[Start of section]
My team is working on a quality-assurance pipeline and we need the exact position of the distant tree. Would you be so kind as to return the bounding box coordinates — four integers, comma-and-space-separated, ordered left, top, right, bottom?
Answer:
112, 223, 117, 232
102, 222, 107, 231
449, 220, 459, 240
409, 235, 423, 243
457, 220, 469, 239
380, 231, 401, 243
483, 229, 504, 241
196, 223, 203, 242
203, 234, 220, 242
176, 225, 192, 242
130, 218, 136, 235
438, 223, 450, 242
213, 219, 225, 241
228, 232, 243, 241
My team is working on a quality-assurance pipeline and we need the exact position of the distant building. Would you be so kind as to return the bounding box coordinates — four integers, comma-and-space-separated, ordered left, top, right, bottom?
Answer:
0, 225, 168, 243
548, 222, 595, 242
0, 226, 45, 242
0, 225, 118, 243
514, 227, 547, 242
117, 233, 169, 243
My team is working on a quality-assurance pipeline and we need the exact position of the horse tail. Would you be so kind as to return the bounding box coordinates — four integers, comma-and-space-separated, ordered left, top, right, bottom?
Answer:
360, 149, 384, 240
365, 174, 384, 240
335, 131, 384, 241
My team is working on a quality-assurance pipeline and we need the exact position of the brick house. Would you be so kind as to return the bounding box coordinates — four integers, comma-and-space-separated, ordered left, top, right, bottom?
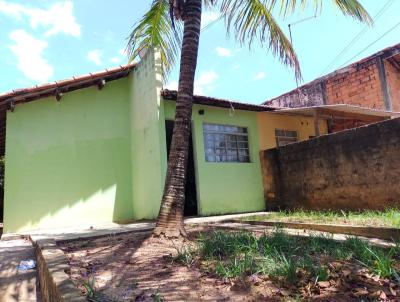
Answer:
264, 43, 400, 132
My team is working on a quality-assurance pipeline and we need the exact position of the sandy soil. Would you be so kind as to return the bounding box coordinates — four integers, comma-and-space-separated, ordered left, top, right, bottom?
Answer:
59, 226, 400, 302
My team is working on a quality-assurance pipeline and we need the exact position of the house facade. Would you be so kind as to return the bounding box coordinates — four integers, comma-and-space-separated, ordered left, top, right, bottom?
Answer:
1, 50, 394, 233
264, 43, 400, 132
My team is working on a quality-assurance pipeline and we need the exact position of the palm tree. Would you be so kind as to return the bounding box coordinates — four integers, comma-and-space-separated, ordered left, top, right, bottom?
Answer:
128, 0, 371, 238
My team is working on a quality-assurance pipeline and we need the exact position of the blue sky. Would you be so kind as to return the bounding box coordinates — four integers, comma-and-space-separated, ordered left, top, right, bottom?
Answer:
0, 0, 399, 104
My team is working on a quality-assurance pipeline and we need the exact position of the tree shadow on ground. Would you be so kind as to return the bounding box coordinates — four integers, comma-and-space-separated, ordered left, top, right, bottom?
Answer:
59, 226, 400, 301
0, 239, 40, 301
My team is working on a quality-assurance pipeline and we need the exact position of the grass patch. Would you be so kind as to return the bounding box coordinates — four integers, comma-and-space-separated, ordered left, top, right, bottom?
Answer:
243, 208, 400, 228
183, 229, 400, 284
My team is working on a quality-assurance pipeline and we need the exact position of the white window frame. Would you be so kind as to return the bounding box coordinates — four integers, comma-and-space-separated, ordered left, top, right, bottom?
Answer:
275, 129, 298, 147
203, 123, 250, 163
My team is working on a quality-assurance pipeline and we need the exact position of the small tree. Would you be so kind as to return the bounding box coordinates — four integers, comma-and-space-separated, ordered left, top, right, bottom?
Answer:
128, 0, 371, 238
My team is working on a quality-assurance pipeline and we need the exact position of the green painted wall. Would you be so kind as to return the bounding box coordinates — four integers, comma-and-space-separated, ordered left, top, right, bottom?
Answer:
3, 48, 265, 233
164, 100, 265, 215
4, 78, 133, 233
130, 50, 167, 220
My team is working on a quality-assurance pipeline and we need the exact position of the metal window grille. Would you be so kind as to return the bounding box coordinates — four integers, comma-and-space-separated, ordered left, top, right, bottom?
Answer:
275, 129, 298, 147
203, 123, 250, 163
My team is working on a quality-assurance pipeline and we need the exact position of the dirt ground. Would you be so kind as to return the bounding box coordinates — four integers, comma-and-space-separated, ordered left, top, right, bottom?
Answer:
59, 226, 400, 302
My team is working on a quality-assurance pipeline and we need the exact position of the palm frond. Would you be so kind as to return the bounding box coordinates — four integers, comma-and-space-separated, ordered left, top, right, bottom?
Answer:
332, 0, 372, 25
127, 0, 182, 77
264, 0, 372, 24
203, 0, 217, 9
219, 0, 302, 80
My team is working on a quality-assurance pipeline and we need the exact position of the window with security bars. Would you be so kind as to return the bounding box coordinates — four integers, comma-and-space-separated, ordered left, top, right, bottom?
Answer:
203, 123, 250, 163
275, 129, 298, 147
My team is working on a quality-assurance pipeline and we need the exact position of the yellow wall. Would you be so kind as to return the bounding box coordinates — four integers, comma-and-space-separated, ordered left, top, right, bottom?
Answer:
257, 112, 328, 150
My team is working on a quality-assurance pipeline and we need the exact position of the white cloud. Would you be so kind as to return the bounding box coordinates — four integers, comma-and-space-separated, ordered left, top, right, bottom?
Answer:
201, 10, 219, 29
164, 72, 218, 95
254, 71, 266, 80
110, 57, 121, 64
216, 47, 232, 57
194, 71, 218, 95
9, 29, 53, 83
0, 1, 23, 18
87, 50, 102, 66
0, 1, 81, 37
[End of section]
Pictures are not part of the copy; output everything else in the records exactly.

→ Solved exercise:
My team is working on a quality-assurance pipeline and we need the exact position of the distant tree. Would you be so kind as to return the bounding box coordinates — four integers, comma-and-space-separated, ordered left, top, right, bottom?
Answer:
112, 223, 117, 232
102, 222, 107, 231
449, 220, 459, 240
409, 235, 423, 243
457, 220, 469, 239
380, 231, 401, 243
483, 229, 504, 241
196, 223, 203, 242
203, 234, 220, 242
176, 225, 192, 242
130, 218, 136, 235
438, 223, 450, 242
213, 219, 225, 241
228, 232, 243, 241
My team is working on a quality-assurance pipeline and we need the exact position of the distant building. Would you be so kind as to return the bounding box coordinates — four integers, comma-and-space-separated, ordered left, top, right, bottom?
Answer:
0, 225, 168, 243
548, 222, 595, 242
0, 226, 45, 242
0, 225, 118, 243
514, 227, 547, 242
117, 233, 169, 243
My team is working on a quality-assurance pipeline and we need the exact position of the horse tail. Would you be so kind as to return the bounding box coordinates — four integers, comma-and-space-separated, ordered left, top, right, bottom?
Answer:
360, 149, 384, 240
365, 174, 384, 240
335, 131, 384, 241
My team is working on a quality-assurance pipeline and we need the exact position of the brick house. Would you be so kind as to return the bounding box coordinates — four integers, comma-and-space-separated, ordered left, top, right, bottom?
Answer:
264, 43, 400, 132
My team is working on a quality-assurance pipeline and we need the exact position of the sandy soil. Would you be so kind as to return the bounding box coordinates — four integers, comma-and-space-separated, ordered left, top, right, bottom?
Answer:
59, 226, 400, 302
My team is working on a quality-assurance pipeline and we need the exact position of the house facade. Would you be so kind as to return the bounding box coordinates — four integers, comma-and-space-separated, ordered left, top, right, bottom?
Answer:
1, 50, 394, 233
264, 43, 400, 132
My team is working on a quality-assurance pipeline and we need the exact position of the palm tree. Would you be so kind as to return the bounding box coordinates — four integers, comma-and-space-separated, ordered left, top, right, bottom?
Answer:
128, 0, 371, 238
My team is working on a quality-assurance pipeline and we need the exact position of the blue sky. Would you be so kind as to return the bounding box coordinates — four integers, comma-and-space-separated, ordered left, top, right, bottom?
Answer:
0, 0, 399, 104
My team is working on a quality-assurance pipeline and we need the exact position of the tree shadow on ground. Would you be so kind as to return the bounding box coordinates — four integers, comma-and-space-separated, ordered left, top, right, bottom?
Answer:
59, 226, 400, 301
0, 239, 40, 301
My team is working on a quality-assurance pipeline and we need the exact position of the grass patch. Would you be so kind as to return the bounding box coordinates — four integers, comma-and-space-separated, ordered left, top, right, bottom?
Answer:
243, 208, 400, 228
183, 229, 400, 284
My team is working on a quality-assurance pipeline and we need the exact position of the white window frame. Would you be so kind as to return the bounding box coordinates — four integers, comma-and-space-separated, ordered left, top, right, bottom?
Answer:
275, 129, 298, 147
203, 123, 250, 163
My team is working on a quality-assurance pipeline and we need the exact position of the small tree. Would you be so kind as to return the bounding box coordinates — four integers, comma-and-space-separated, ordered left, top, right, bottom?
Answer:
128, 0, 371, 238
My team is working on a quality-assurance pipeline and we need the exact position of the green painted wall. Would you be so kind as to return the bounding box coordinates — four integers, comma-and-space-separated, ordered left, top, right, bottom?
Answer:
3, 48, 265, 233
164, 100, 265, 215
4, 78, 133, 233
130, 50, 167, 220
My team is working on a quality-assurance pipeline and we need the exact position of the metal window grille. Would you be so kind as to return the bounding box coordinates — four integers, comma-and-space-separated, ordered left, top, right, bottom?
Answer:
275, 129, 298, 147
203, 123, 250, 163
My team is working on a quality-assurance pipeline and we need the exact position of the dirt ground. Would you be so kind as to return the bounding box coordinates — four integers, comma-and-space-separated, ordered left, top, right, bottom?
Answer:
59, 226, 400, 302
My team is working on a quality-assurance pipeline and we need the exact position of the palm frond. Would you be so kind as to return the bounding box coordinates — four integers, comma-and-space-separated, ordered left, top, right, bottom?
Answer:
332, 0, 372, 25
127, 0, 182, 77
264, 0, 372, 24
203, 0, 217, 9
219, 0, 302, 80
My team is working on a quality-assurance pipeline and we need the exact position of the window with security bars. Would you be so kind as to return the bounding box coordinates — four integers, comma-and-space-separated, ordered left, top, right, bottom?
Answer:
203, 123, 250, 163
275, 129, 298, 147
My team is working on a quality-assurance pipeline and we need the exact position of the yellow wall. Would you be so kind as to return the bounding box coordinates — four integers, comma-and-space-separated, ordered left, top, right, bottom?
Answer:
257, 112, 328, 150
My team is working on a quality-assurance pipeline and we need the exact position of the white cloud. Would you be so kind as to return the bounding box coordinates — four integers, comma-and-space-separated, ordered left, top, right, bottom?
Answer:
201, 10, 219, 29
164, 72, 218, 95
254, 71, 266, 80
110, 57, 121, 64
216, 47, 232, 57
194, 71, 218, 95
9, 29, 53, 83
0, 1, 23, 18
87, 50, 102, 66
0, 1, 81, 37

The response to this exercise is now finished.